### THE TASK
Recast the stretch from the line containing "the white dress" through the end of the entries as a JSON list of strings, one string per line, leaving out blank lines.

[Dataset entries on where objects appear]
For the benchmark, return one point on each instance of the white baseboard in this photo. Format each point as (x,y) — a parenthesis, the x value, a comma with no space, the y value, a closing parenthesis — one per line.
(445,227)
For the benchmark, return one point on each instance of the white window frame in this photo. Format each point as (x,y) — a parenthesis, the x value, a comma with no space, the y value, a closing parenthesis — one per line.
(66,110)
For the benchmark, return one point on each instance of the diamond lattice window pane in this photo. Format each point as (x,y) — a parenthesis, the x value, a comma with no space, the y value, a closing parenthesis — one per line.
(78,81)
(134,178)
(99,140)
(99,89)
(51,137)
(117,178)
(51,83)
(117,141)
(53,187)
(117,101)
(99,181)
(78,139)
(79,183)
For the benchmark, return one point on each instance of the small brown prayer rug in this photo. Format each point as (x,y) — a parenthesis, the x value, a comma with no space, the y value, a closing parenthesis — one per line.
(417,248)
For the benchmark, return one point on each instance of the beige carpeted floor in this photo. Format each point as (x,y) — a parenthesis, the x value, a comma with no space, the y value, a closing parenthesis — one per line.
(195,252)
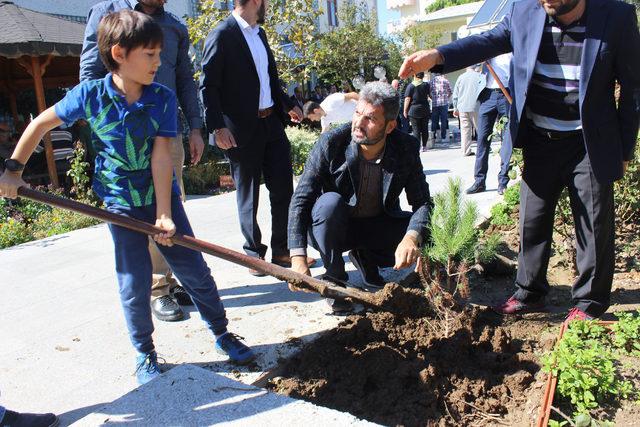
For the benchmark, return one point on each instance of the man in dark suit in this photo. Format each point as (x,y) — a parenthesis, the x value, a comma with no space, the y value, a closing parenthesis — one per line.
(245,108)
(348,195)
(567,57)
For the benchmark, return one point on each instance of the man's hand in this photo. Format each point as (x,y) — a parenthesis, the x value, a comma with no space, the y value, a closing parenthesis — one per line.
(296,114)
(9,184)
(423,60)
(196,146)
(299,265)
(407,252)
(170,229)
(224,138)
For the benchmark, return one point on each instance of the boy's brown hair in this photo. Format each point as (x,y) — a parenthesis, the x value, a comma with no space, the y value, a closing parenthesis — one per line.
(129,29)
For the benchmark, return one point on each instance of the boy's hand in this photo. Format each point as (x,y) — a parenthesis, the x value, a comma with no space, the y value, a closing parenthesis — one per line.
(224,139)
(9,184)
(170,229)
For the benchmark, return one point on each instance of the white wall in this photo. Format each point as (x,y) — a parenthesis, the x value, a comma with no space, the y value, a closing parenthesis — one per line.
(179,8)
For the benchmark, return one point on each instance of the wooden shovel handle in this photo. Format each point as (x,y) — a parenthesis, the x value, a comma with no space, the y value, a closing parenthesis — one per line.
(324,288)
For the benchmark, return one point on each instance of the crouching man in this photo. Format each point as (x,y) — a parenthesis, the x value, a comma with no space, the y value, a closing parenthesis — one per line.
(348,196)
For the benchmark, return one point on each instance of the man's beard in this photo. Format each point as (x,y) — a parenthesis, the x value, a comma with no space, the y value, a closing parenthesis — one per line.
(562,9)
(261,14)
(373,140)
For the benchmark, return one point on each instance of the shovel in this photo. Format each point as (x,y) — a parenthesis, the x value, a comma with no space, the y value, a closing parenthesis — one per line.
(322,287)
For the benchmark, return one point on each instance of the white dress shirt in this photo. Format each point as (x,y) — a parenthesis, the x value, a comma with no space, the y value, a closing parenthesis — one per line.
(260,59)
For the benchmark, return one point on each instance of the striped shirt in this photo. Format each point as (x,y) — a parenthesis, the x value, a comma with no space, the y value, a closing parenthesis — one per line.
(553,101)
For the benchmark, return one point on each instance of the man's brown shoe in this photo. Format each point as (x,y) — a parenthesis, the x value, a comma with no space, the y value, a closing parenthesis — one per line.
(285,261)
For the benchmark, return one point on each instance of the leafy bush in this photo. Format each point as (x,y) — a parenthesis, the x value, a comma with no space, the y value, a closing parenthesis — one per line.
(203,177)
(501,212)
(13,232)
(302,141)
(585,364)
(627,193)
(59,221)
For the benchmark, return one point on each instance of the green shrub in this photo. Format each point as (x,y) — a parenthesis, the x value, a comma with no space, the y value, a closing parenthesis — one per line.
(501,213)
(13,232)
(302,141)
(203,177)
(59,221)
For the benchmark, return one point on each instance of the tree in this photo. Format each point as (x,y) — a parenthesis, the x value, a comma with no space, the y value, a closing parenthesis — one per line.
(290,29)
(342,53)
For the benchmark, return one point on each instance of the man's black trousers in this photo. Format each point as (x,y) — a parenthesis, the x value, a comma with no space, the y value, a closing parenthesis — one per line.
(267,154)
(549,167)
(333,232)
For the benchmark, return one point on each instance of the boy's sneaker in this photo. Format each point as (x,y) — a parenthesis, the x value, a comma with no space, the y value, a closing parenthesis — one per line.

### RESULT OF THIS EXERCISE
[
  "For the benchmark, return one point on each instance of the white dress shirt in this photo. Format each point as (x,y) — a parenthesis, the x value, a comma with no space, the y value, a closing parenthesis — one per line.",
  "(260,59)",
  "For the benchmark, return one point on each instance of the striped shirt in this photo. Format each point as (x,y) — a parenthesis, the x value, a comma with no space, the y value, a closing parenthesis — one per line.",
  "(553,101)",
  "For the benchmark, return one point on each instance of the man's brown shoe in this photo. Format each point as (x,y) — a parenthesis, the x value, a comma with no space, the y value, a closing parenthesis — one per line.",
  "(285,261)",
  "For the benchmark, return one point on each instance of the leafy bush in this photo. Format each point as (x,y) — a parenthesis, the x value, a comma with no space, the y value, a closing parenthesis — one per line.",
  "(203,177)",
  "(501,212)",
  "(13,232)",
  "(302,141)",
  "(585,364)",
  "(627,193)",
  "(59,221)",
  "For the benchmark, return one point on each instance of the green shrub in this photo. Format each point as (x,y) — a parenthesis, the x value, a comma with no space, the y value, a closing parenthesis — one per line.",
  "(501,213)",
  "(13,232)",
  "(302,141)",
  "(203,177)",
  "(59,221)",
  "For the benchmark, return one point on each instance of the tree in this photo. Format each point as (x,y) — a parenthesis, the x value, a comma with no space, the y value, a closing parenthesis — one per line.",
  "(290,29)",
  "(342,53)",
  "For the benchmark, return one point on each instance of the man's black trousers in this photo. Format each point as (x,y) — a parenthesis, the x value, a comma with no space, the y value, a closing parenthesis — one per line.",
  "(267,154)",
  "(549,167)",
  "(333,232)",
  "For the benchmark, return one point on each instance of the boy's sneaker in this photo. Format each point as (x,y) — a parenthesis, the x value, a comma with no space, the y value, a closing parenthesis — one per line."
]